• What this task involves
Reproduce the listing below with every "instance" changed to "occurrence" and nothing else altered. Leave out the pictures.

• Dataset content
━━━
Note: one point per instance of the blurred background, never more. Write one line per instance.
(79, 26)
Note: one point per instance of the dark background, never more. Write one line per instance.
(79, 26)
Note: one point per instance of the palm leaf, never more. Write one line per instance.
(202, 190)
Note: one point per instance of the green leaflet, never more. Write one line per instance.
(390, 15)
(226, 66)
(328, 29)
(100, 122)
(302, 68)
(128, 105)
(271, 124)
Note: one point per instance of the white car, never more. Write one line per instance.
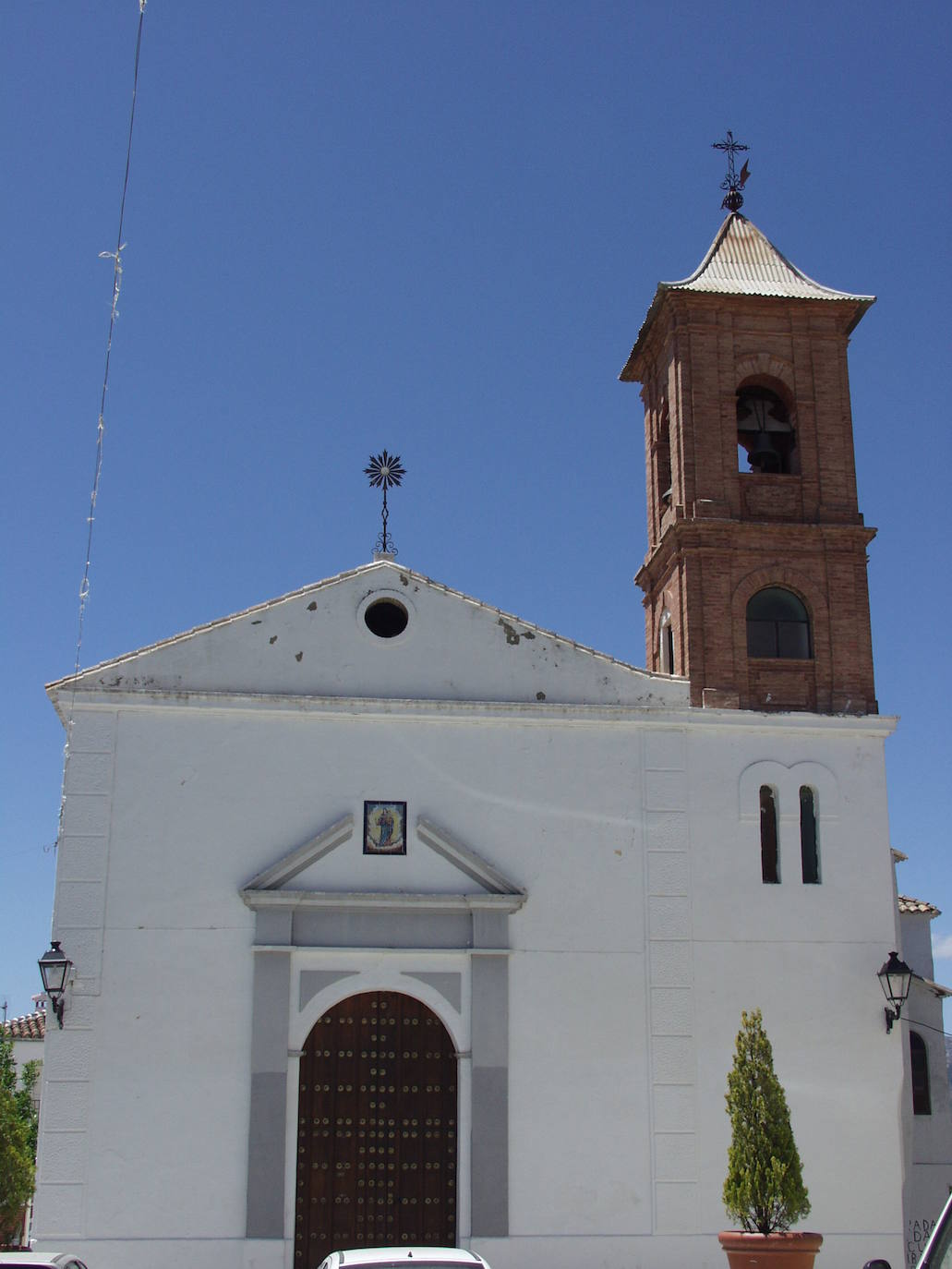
(40, 1261)
(404, 1258)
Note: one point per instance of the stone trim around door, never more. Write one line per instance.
(471, 923)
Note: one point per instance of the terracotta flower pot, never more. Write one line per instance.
(791, 1251)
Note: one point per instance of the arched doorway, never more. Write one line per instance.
(376, 1129)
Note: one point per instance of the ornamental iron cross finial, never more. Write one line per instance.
(385, 471)
(732, 183)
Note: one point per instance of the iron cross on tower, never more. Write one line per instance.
(385, 471)
(732, 183)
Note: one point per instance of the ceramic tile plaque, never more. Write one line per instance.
(385, 828)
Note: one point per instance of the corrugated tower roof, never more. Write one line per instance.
(917, 905)
(28, 1027)
(742, 261)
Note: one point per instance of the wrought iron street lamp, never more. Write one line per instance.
(895, 979)
(54, 967)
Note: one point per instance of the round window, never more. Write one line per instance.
(386, 618)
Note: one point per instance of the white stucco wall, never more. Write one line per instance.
(645, 932)
(928, 1137)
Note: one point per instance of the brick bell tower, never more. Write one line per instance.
(754, 580)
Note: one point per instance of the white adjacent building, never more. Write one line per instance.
(399, 919)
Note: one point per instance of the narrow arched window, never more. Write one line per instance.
(919, 1062)
(667, 645)
(778, 624)
(769, 858)
(809, 844)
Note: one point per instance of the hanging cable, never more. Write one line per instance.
(115, 257)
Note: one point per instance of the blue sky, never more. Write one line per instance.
(436, 227)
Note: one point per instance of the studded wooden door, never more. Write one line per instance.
(376, 1130)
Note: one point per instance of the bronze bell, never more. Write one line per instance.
(763, 457)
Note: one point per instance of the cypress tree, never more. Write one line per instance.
(765, 1187)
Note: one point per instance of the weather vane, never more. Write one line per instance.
(732, 183)
(385, 471)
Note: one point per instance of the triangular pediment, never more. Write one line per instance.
(331, 869)
(319, 642)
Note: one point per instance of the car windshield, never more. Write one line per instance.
(938, 1249)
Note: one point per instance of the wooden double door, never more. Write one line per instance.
(376, 1130)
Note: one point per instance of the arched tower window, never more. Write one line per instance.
(809, 844)
(663, 464)
(769, 855)
(765, 438)
(778, 626)
(919, 1062)
(667, 645)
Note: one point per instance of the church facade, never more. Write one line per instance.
(397, 919)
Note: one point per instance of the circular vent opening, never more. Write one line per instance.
(386, 618)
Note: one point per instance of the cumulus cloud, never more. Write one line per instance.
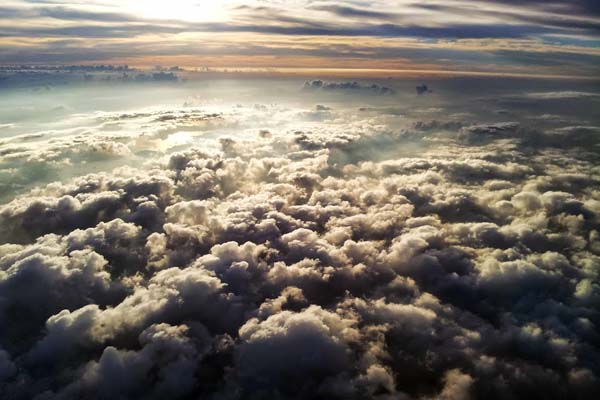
(323, 261)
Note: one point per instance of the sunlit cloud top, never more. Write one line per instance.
(553, 37)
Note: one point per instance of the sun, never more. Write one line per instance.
(184, 10)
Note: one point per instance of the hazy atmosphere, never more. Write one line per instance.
(227, 200)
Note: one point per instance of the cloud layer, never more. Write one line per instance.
(550, 37)
(342, 256)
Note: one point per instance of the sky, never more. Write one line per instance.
(526, 37)
(248, 200)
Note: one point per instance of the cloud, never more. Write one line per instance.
(369, 254)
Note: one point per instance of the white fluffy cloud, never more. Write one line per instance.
(322, 262)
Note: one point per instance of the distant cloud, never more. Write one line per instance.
(352, 257)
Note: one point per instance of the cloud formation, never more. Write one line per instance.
(497, 36)
(343, 256)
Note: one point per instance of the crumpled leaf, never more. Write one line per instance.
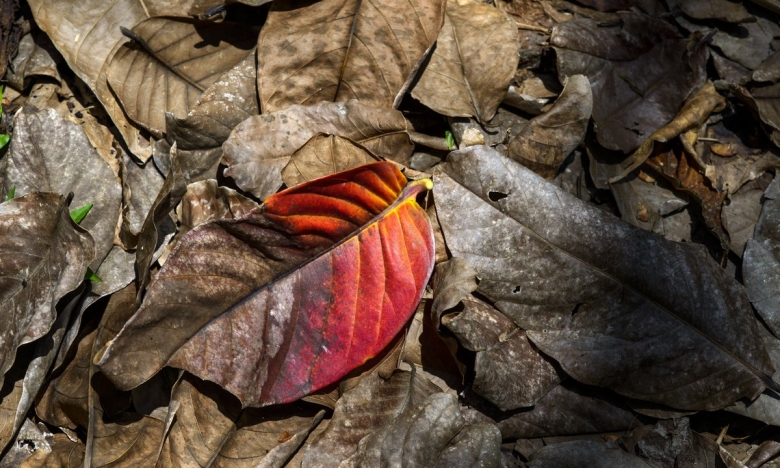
(211, 430)
(432, 433)
(761, 261)
(339, 50)
(87, 33)
(50, 154)
(640, 73)
(569, 409)
(692, 116)
(473, 63)
(584, 454)
(256, 163)
(170, 63)
(218, 284)
(48, 257)
(324, 155)
(566, 272)
(545, 142)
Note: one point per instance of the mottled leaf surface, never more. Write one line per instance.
(337, 50)
(317, 322)
(546, 257)
(256, 163)
(46, 257)
(473, 63)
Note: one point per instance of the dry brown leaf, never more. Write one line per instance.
(545, 142)
(324, 155)
(473, 63)
(338, 50)
(170, 63)
(256, 163)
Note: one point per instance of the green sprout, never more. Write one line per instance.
(80, 213)
(450, 140)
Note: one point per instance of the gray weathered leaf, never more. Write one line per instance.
(87, 33)
(338, 50)
(547, 140)
(46, 258)
(51, 154)
(641, 72)
(171, 63)
(324, 155)
(256, 162)
(761, 266)
(473, 63)
(546, 257)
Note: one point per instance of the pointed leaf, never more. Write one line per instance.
(337, 50)
(473, 64)
(572, 268)
(171, 63)
(215, 310)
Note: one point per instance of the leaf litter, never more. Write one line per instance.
(219, 230)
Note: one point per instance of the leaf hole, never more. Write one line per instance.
(496, 196)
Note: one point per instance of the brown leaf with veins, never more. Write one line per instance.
(256, 163)
(170, 63)
(324, 155)
(473, 63)
(545, 142)
(339, 50)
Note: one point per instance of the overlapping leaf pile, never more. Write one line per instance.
(265, 277)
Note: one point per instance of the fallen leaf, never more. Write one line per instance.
(49, 260)
(339, 50)
(640, 71)
(761, 261)
(256, 163)
(545, 142)
(693, 115)
(87, 33)
(324, 155)
(473, 63)
(366, 408)
(222, 262)
(170, 63)
(50, 154)
(543, 258)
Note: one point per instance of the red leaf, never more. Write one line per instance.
(244, 304)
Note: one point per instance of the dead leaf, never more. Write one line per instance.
(324, 155)
(761, 266)
(473, 63)
(256, 163)
(542, 256)
(545, 142)
(692, 116)
(87, 33)
(339, 50)
(49, 260)
(170, 63)
(237, 260)
(50, 154)
(640, 71)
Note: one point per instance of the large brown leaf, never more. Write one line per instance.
(568, 273)
(87, 34)
(545, 142)
(51, 154)
(641, 72)
(473, 63)
(256, 163)
(46, 257)
(337, 50)
(317, 321)
(171, 63)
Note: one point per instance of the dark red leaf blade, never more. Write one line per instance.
(243, 302)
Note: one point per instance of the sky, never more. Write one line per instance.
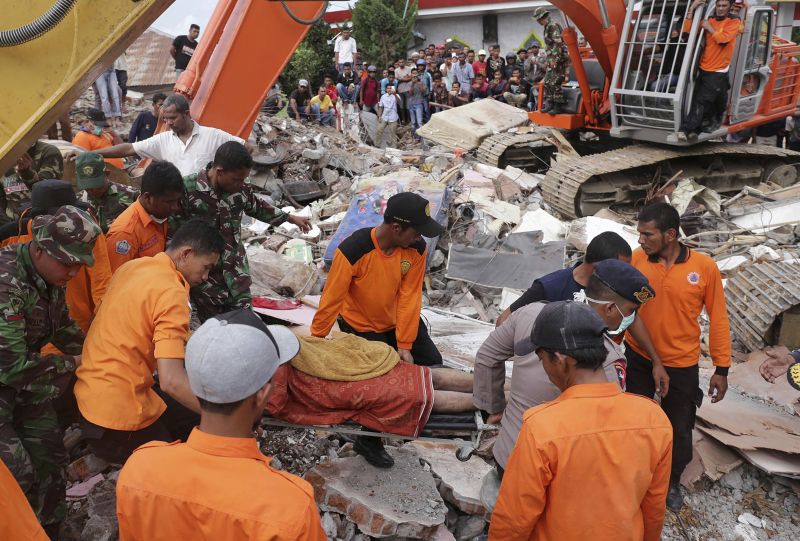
━━━
• Reply to the exercise
Note: one point per occurrence of the blurred background, never more. Write one line per occurrence.
(79, 26)
Note: one point per occurrence of the dark background, never more. Write one line per occurrence.
(79, 26)
Note: one point per occurrence of the palm leaf, never more. Write one line per occurrence.
(202, 190)
Note: one point per occurrence of the green leaflet, never more. Write one line per occurrence.
(390, 15)
(226, 66)
(328, 29)
(100, 122)
(302, 68)
(128, 105)
(271, 124)
Note: one point per occurrence of the white car, never more. Write one line per occurrence.
(40, 1261)
(404, 1258)
Note: one point per occurrence of the stone trim around door, never more. Write one line per occurrence.
(471, 923)
Note: one point per occurrence of the terracotta flower pot, never more. Write one line per occurrence.
(791, 1251)
Note: one point per occurrence of the arched doorway, never more. Write one line per occurrence.
(376, 1129)
Note: one point per occurrence of the ornamental iron cross finial, never more. Write one line per occurrence.
(385, 471)
(732, 183)
Note: one point per occurrence of the iron cross on tower, never more. Write one line per occurrence.
(385, 471)
(732, 183)
Note: one point per occurrence of the ceramic tile plaque, never more. Write one line per occurrence.
(385, 828)
Note: one point per occurrence of the corrugated tower roof, never more. Write one line per occurrence.
(917, 905)
(28, 1027)
(742, 261)
Note: one point per occurrence of the wrought iron street lamp, never more. Write one line per occurrence.
(895, 979)
(54, 967)
Note: one point per occurrence of the round window, never more. Write one line per occurrence.
(386, 618)
Note: one point per occurrence of the white stucco wall, never more. Write one line per occurrence.
(645, 932)
(928, 1137)
Note: one point per occurrence of the brick bell tower, never more. Write one line per occurrence.
(754, 580)
Note: one point per occurrence of the white adjacent building, never more. Write one line per occurrence.
(399, 919)
Note: one point per occurrence of the narrow arched window, never more. Write one line per occurrence.
(919, 1062)
(667, 645)
(778, 624)
(769, 858)
(809, 844)
Note: one point per occurrence of the hanging cable, never more. Write one line per occurrence.
(115, 257)
Note: one point per occurrence of the blue sky, never more. Write one line per occurrence.
(436, 227)
Note: one point per occurrence of the studded wooden door, never more. Write one line per occurrence.
(376, 1130)
Note: one point per occurrence of the bronze bell, never more. Write one line per occurrence.
(763, 457)
Note: one point per occurrence of the cypress tree, never more. Write one line per occurrence.
(765, 1187)
Note: one point per occurrence of the weather vane, never more. Write one line per occurrence.
(732, 183)
(385, 471)
Note: one point per occurrence of the triangular pediment, never more. Write one line per occurrence.
(331, 869)
(319, 642)
Note: one point per occurrence of the car windshield, never more. Write one line per occurrence.
(938, 1249)
Note: one point per occurrence of the wooden double door, never more. Write one line per occurrence.
(376, 1130)
Note: one point per occurrence of the arched tower window, never more. Write one line per occurrence.
(809, 844)
(663, 464)
(769, 855)
(765, 438)
(778, 626)
(919, 1062)
(667, 645)
Note: one point per occurrence of the church facade, never more. Write one line per occurrence.
(397, 919)
Note: one point per occurrence of the circular vent opening, never more. Write one line per occurrence.
(386, 618)
Note: one point per occurrence of the cumulus cloud, never more. Write one line per occurrence.
(323, 261)
Note: one point per occurrence of the sunlit cloud top, never more. Write one line per occurrence.
(553, 37)
Note: one point per occurrence of the sun, never more. Write one line per occurrence.
(184, 10)
Note: one point per occurrence of the hazy atmosphere, never more. Write one line per occurrence.
(227, 200)
Note: one point per occurrence of the cloud layer, never more. Write one line per occurrence.
(550, 37)
(342, 256)
Note: one point per occurrence of the sky, never more. Write one line per occurrence.
(526, 37)
(248, 200)
Note: one point per occurrence of the cloud, never more. Write one line per occurrence.
(369, 254)
Note: one point per occurrence of the white fluffy cloud, never more. Write one line per occurrence.
(322, 262)
Note: one point per occurrence of the distant cloud, never more. Write one line per occurrence.
(352, 257)
Note: one point per occurrence of the cloud formation, never more. Write one line per occurrence.
(497, 36)
(343, 256)
Note: one point per occurrence of the crumpled leaf, never more. Write one line per occurrence.
(211, 430)
(432, 433)
(761, 261)
(339, 50)
(87, 33)
(50, 154)
(640, 73)
(569, 409)
(692, 116)
(473, 63)
(584, 454)
(256, 163)
(170, 63)
(218, 284)
(48, 257)
(324, 155)
(566, 272)
(545, 142)
Note: one point per occurrence of the mottled leaf surface, never more. Write one line per occurrence.
(337, 50)
(317, 322)
(546, 257)
(256, 163)
(46, 257)
(473, 63)
Note: one point per occurrence of the dry brown leaf, never more. Write one line per occurrence.
(545, 142)
(324, 155)
(473, 63)
(338, 50)
(170, 63)
(256, 163)
Note: one point per occurrence of the green sprout, never more. Write one line per occurrence.
(80, 213)
(450, 140)
Note: one point per occurrence of the gray weathered leaf, never more. Write one line per occurrence.
(87, 33)
(338, 50)
(547, 140)
(46, 258)
(51, 154)
(641, 72)
(171, 63)
(324, 155)
(256, 162)
(761, 266)
(473, 63)
(546, 257)
Note: one point per occurrence of the pointed leaf, never more. Write one line per occurrence.
(337, 50)
(473, 64)
(572, 268)
(171, 63)
(215, 310)
Note: one point per occurrence of the leaf litter, never more. Write one line per occurrence.
(219, 230)
Note: one point per occurrence of the leaf hole, never more. Write one line per occurrence.
(496, 196)
Note: one point per occurrence of the brown leaf with veins, never more. Write one line per occurrence.
(256, 163)
(170, 63)
(324, 155)
(473, 63)
(545, 142)
(339, 50)
Note: one point per occurrence of the overlapping leaf pile, never more. Write one line per occurrence.
(265, 277)
Note: one point per occurrence of the fallen leaf, never more. Write one line per occurrence.
(49, 260)
(339, 50)
(640, 71)
(761, 261)
(256, 163)
(545, 142)
(693, 115)
(87, 33)
(324, 155)
(473, 63)
(366, 408)
(222, 262)
(170, 63)
(50, 154)
(543, 258)
Note: one point per occurrence of the red leaf, never more. Write one line per occurrence.
(244, 304)
Note: one point per occurrence of the dead leaf, never more. Write one line per occurrence.
(324, 155)
(761, 266)
(473, 63)
(256, 163)
(542, 256)
(545, 142)
(692, 116)
(87, 33)
(339, 50)
(49, 260)
(170, 63)
(237, 260)
(50, 154)
(640, 71)
Note: one point per occurrence of the large brown leaf, never more. Write one line per occurrence.
(568, 273)
(87, 34)
(545, 142)
(51, 154)
(641, 72)
(473, 63)
(256, 163)
(46, 257)
(337, 50)
(317, 321)
(171, 63)
Note: one point per occurrence of the dark red leaf blade, never more. Write one line per occurrence.
(243, 302)
Note: one point per occurrence of the sky, never more. Write one line per occurrence.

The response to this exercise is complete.